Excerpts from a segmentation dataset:
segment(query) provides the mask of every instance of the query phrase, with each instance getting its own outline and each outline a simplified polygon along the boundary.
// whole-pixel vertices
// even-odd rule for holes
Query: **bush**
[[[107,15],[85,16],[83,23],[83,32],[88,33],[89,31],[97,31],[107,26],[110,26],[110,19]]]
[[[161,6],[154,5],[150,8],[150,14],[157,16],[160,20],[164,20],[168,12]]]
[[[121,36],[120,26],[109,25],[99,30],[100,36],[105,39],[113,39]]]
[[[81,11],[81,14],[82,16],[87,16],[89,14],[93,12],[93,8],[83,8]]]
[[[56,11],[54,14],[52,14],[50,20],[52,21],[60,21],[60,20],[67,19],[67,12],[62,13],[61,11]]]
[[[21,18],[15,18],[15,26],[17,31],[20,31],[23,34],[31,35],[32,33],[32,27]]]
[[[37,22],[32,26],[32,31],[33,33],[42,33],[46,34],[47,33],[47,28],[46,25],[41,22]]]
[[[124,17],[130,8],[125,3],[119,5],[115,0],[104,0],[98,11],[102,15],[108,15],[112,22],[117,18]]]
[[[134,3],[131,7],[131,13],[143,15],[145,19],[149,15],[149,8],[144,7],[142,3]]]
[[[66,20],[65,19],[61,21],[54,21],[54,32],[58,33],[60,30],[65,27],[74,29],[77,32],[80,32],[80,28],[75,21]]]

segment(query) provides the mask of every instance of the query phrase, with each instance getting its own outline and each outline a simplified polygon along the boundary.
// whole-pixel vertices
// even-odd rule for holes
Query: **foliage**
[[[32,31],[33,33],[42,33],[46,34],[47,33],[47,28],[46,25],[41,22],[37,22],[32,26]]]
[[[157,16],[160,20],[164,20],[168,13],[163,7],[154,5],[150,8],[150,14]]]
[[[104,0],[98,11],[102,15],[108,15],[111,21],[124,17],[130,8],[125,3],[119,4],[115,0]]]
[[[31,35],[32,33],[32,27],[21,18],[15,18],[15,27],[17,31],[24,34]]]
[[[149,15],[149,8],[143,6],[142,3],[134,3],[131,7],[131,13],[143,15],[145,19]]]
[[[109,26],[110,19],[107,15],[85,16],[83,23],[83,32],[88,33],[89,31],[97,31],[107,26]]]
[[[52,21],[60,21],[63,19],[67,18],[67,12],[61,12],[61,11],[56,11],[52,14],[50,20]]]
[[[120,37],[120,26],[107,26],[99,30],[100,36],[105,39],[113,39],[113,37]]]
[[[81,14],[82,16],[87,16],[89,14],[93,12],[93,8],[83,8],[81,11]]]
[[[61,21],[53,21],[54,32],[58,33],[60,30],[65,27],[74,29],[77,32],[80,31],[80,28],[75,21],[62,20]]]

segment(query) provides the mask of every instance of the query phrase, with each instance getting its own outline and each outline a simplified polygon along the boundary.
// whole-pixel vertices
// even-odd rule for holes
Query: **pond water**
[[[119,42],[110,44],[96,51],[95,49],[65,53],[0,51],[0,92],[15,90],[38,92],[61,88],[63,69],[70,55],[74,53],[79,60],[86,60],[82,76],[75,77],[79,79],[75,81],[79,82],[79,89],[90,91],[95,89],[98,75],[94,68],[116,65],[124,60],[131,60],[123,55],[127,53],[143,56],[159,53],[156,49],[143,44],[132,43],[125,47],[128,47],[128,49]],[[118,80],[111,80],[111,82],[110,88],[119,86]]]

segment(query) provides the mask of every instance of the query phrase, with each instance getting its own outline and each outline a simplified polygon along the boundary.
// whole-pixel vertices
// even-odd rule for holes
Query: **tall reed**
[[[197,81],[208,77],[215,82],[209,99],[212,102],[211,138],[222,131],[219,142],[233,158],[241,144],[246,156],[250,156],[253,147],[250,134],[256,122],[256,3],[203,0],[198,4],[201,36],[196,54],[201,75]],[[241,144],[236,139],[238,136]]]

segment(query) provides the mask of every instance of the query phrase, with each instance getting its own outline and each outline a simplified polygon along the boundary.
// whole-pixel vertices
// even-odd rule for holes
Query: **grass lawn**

Task to complete —
Echo every one of the lines above verbatim, without changing a single character.

The response —
segment(query) provides the mask of every instance of the query phrase, with each instance getting its own outline and each outline a simplified polygon along the boundary.
// whole-pixel vertices
// even-odd rule for holes
Query: **bush**
[[[107,15],[85,16],[83,23],[83,32],[88,33],[89,31],[97,31],[107,26],[110,26],[110,19]]]
[[[161,6],[154,5],[150,8],[150,14],[157,16],[160,20],[164,20],[168,12]]]
[[[121,36],[120,26],[109,25],[99,30],[100,36],[105,39],[113,39]]]
[[[81,11],[81,14],[82,16],[87,16],[89,14],[93,12],[93,8],[83,8]]]
[[[56,11],[54,14],[52,14],[50,20],[52,21],[60,21],[60,20],[67,19],[67,12],[62,13],[61,11]]]
[[[21,18],[15,18],[15,26],[17,31],[20,31],[23,34],[31,35],[32,33],[32,27]]]
[[[37,22],[32,26],[32,31],[33,33],[42,33],[46,34],[47,33],[47,28],[46,25],[41,22]]]
[[[124,17],[130,8],[125,3],[119,5],[115,0],[104,0],[98,11],[102,15],[108,15],[112,22],[117,18]]]
[[[134,3],[131,7],[131,13],[143,15],[145,19],[149,15],[149,8],[144,7],[142,3]]]
[[[66,20],[65,19],[61,21],[54,21],[54,32],[58,33],[60,30],[65,27],[74,29],[77,32],[80,32],[80,28],[75,21]]]

segment(query) provides the mask of every instance of the query phrase, with each instance getting its own outline and each outline a simplified polygon along the boundary.
// whole-pixel vertices
// even-odd rule for holes
Query: **foliage**
[[[32,31],[33,33],[42,33],[46,34],[47,33],[47,28],[46,25],[41,22],[37,22],[32,26]]]
[[[157,16],[160,20],[164,20],[168,13],[163,7],[154,5],[150,8],[150,14]]]
[[[104,0],[98,11],[102,15],[108,15],[111,21],[124,17],[130,8],[125,3],[119,4],[115,0]]]
[[[31,35],[32,33],[32,27],[21,18],[15,18],[15,27],[17,31],[24,34]]]
[[[149,15],[149,8],[143,6],[142,3],[134,3],[131,7],[131,13],[143,15],[145,19]]]
[[[109,26],[110,19],[107,15],[85,16],[83,23],[83,32],[88,33],[89,31],[97,31],[107,26]]]
[[[52,21],[60,21],[63,19],[67,18],[67,12],[61,12],[61,11],[56,11],[52,14],[50,20]]]
[[[120,37],[120,26],[107,26],[99,30],[100,36],[105,39],[113,39],[113,37]]]
[[[81,14],[82,16],[87,16],[89,14],[93,12],[93,8],[83,8],[81,11]]]
[[[61,21],[53,21],[54,32],[58,33],[60,30],[65,27],[74,29],[77,32],[80,31],[80,28],[75,21],[62,20]]]

segment(query) provides the mask of every instance of the query phrase, with each instance getting its own outline and each outline a simplified polygon along the boundary.
// whole-pixel vertices
// even-odd rule for holes
Query: **pond water**
[[[119,42],[110,44],[96,51],[95,49],[65,53],[0,51],[0,92],[15,90],[38,92],[61,88],[63,69],[70,55],[74,53],[79,60],[86,60],[82,76],[75,77],[79,79],[75,81],[79,82],[79,89],[90,91],[95,89],[98,75],[94,68],[116,65],[124,60],[131,60],[123,55],[127,53],[143,56],[159,53],[156,49],[143,44],[132,43],[125,47],[128,47],[128,49]],[[118,80],[111,80],[111,82],[110,88],[119,86]]]

segment(query) provides the mask of every instance of the query phrase, with each instance getting its own outline and each outline a simplified polygon along the boundary.
// whole-pixel vertices
// even-odd rule for holes
Query: **tall reed**
[[[197,81],[208,77],[215,82],[209,99],[212,102],[211,138],[222,131],[219,142],[233,158],[241,144],[246,156],[250,156],[253,147],[250,134],[256,122],[256,3],[203,0],[198,4],[201,36],[196,54],[201,75]],[[241,144],[236,139],[238,136]]]

segment(query) provides the mask of every instance of the query phrase, with each instance getting its own outline and each outline a simplified polygon along the boundary.
// whole-pixel vertices
// even-odd rule for holes
Query: **grass lawn**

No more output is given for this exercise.